### Records supplied
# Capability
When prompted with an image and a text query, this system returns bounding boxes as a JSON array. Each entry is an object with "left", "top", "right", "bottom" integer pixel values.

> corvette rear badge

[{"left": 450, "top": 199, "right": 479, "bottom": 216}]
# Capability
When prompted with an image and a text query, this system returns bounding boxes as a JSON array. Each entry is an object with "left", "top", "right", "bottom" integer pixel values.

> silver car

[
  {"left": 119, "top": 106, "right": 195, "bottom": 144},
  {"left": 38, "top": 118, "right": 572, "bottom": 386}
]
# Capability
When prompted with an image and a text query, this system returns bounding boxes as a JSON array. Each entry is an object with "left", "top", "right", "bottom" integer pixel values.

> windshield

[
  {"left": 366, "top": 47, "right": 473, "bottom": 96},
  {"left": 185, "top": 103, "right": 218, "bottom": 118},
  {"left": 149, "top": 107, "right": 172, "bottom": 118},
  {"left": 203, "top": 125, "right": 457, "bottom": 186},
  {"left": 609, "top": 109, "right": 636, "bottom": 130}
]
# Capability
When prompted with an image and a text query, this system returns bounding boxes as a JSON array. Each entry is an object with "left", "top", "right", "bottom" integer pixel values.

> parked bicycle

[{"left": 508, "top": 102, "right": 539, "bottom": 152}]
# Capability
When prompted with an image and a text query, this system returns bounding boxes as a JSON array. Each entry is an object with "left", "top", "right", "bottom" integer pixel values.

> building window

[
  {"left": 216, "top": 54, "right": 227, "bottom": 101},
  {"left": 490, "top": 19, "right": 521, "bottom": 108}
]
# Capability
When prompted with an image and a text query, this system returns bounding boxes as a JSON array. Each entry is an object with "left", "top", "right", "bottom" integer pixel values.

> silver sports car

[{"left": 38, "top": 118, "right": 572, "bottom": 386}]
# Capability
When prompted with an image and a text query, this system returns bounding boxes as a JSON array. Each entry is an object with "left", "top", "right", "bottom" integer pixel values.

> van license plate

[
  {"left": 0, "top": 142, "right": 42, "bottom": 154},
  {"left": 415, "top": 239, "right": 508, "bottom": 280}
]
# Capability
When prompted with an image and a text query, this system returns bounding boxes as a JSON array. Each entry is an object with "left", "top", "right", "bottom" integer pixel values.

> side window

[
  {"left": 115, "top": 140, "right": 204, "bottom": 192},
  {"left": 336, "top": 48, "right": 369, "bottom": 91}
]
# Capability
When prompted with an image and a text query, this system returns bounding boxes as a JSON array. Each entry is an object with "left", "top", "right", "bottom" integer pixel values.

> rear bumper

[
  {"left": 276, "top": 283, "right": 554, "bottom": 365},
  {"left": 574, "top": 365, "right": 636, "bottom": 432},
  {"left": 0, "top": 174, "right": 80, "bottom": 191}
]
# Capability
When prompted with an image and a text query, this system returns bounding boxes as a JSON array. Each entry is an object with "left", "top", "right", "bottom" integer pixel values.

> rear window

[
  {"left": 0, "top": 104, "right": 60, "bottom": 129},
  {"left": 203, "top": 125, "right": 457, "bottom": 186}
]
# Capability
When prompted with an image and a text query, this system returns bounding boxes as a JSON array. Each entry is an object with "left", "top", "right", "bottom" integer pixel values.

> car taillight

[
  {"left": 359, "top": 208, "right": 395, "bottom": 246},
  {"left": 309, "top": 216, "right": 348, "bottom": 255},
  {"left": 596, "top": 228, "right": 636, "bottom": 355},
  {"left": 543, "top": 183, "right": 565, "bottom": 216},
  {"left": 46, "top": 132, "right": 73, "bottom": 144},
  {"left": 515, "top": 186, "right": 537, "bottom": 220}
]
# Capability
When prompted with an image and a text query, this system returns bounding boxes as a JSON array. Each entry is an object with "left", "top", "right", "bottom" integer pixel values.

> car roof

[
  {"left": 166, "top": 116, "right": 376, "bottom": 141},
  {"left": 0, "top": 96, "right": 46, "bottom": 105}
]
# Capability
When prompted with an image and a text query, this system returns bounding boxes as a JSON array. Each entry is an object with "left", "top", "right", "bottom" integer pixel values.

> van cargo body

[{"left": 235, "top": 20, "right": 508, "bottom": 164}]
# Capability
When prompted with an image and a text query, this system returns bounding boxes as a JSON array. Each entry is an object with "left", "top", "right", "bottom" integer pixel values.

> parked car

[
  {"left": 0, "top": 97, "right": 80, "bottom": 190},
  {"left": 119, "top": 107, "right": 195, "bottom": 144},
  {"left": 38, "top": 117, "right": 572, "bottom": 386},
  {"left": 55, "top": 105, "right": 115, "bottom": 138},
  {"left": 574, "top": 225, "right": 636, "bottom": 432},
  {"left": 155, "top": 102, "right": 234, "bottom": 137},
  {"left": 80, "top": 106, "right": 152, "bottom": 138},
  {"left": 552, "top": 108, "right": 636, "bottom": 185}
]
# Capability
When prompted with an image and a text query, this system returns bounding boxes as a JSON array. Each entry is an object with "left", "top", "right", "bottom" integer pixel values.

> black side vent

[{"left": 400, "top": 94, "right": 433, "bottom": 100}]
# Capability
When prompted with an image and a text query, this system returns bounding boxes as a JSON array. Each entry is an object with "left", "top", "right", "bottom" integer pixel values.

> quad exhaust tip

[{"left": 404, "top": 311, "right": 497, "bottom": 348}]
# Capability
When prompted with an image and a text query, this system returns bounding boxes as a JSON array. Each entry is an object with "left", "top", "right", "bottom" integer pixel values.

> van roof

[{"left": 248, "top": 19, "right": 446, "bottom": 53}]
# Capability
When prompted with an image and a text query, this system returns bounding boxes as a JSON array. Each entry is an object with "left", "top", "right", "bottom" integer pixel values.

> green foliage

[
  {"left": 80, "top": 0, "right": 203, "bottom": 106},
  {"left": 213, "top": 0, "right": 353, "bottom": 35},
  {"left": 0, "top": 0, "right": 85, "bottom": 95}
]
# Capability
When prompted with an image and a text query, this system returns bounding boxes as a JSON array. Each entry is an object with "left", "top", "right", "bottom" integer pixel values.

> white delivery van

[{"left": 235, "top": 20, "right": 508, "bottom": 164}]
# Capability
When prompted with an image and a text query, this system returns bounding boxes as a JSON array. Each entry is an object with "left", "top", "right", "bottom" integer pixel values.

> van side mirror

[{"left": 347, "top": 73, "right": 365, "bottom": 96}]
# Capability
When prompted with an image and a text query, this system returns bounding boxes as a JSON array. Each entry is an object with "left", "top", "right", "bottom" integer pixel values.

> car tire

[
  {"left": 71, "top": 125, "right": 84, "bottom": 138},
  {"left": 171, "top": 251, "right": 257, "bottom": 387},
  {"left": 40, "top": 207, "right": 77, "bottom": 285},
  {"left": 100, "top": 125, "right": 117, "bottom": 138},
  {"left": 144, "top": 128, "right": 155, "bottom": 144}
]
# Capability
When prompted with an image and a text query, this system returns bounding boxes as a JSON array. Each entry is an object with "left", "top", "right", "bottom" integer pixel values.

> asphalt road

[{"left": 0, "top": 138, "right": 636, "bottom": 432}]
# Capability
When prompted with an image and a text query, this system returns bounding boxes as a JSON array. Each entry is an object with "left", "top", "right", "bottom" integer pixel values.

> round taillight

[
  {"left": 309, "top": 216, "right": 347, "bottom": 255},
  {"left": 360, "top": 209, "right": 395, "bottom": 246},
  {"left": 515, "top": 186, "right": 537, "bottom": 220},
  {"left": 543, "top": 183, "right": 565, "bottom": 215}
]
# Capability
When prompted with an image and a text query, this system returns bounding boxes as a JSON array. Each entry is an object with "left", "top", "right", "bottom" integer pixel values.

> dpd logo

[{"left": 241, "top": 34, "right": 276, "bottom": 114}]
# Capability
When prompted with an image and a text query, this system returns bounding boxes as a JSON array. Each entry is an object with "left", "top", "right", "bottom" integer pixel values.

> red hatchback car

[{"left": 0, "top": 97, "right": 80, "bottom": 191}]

### Short problem
Count how many lines in the rows above contain the word "window", matching case exactly, and give only that number.

### Full response
3